Task to complete: Rescale the data below by repeating every line, requests included, with each point coordinate in the returned results multiplied by 2.4 and rounded to the nearest whole number, halves rounding up. Leave all other numbers unchanged, including those in the shape lines.

Recorded data
····················

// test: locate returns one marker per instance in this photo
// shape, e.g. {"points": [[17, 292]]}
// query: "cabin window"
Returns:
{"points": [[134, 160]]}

····················

Response to this exercise:
// test: locate returns one marker per instance in this photo
// shape, e.g. {"points": [[17, 292]]}
// query: "cabin window"
Returns:
{"points": [[322, 384]]}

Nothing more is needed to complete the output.